> _Passage_
Recognising sex work as work means taking seriously the material conditions of those involved. As Vicentini (2018) notes, sex work can be a form of empowerment, as it represents a reappropriation of women's time, bodies and income. Furthermore, feminists and sex workers are often subject to the same stigmatisation: defined as hysterical, angry, lonely and opposed to motherhood and the traditional family ( Levit, 1998). It is not surprising, then, that sex worker and feminist struggles share many similarities in their aim to disrupt patriarchal norms.
Today, the main sex worker movements adopt a Marxist-feminist reading of sex work as work in its own right, demanding union rights, protection and dignity (Mac and Smith, 2022). The idea that sex work is the only area where women are discriminated against is false: the whole labour market is still largely characterised by gender barriers, as the concept of the glass ceiling shows (Purcell, MacArthur and Samblanet, 2010).
In the book Revolting Prostitutes: The Fight for Sex Workers' Rights (Mac & Smith, 2020), the authors point out how sex work, despite being a consensual activity, is deeply intertwined with the dynamics of migration, precarity and social vulnerability.
Many migrants, without regular documents or with temporary permits, find themselves “stuck in a state-sponsored infrastructure of precarity, expulsion and expendability” (Mac & Smith, 2020). In this scenario, sex work emerges as one of the few realistic possibilities for survival, despite the high risks.

> _Data shown_
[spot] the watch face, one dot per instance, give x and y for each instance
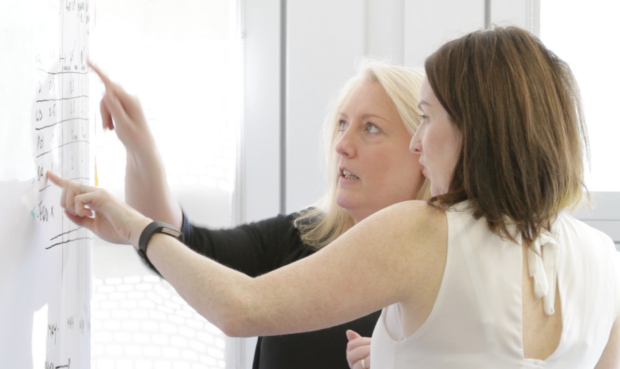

> _Problem details_
Reproduce verbatim the part of the sex work passage starting with "Today, the main" and going on through "and Samblanet, 2010).".

> _Solved exercise_
Today, the main sex worker movements adopt a Marxist-feminist reading of sex work as work in its own right, demanding union rights, protection and dignity (Mac and Smith, 2022). The idea that sex work is the only area where women are discriminated against is false: the whole labour market is still largely characterised by gender barriers, as the concept of the glass ceiling shows (Purcell, MacArthur and Samblanet, 2010).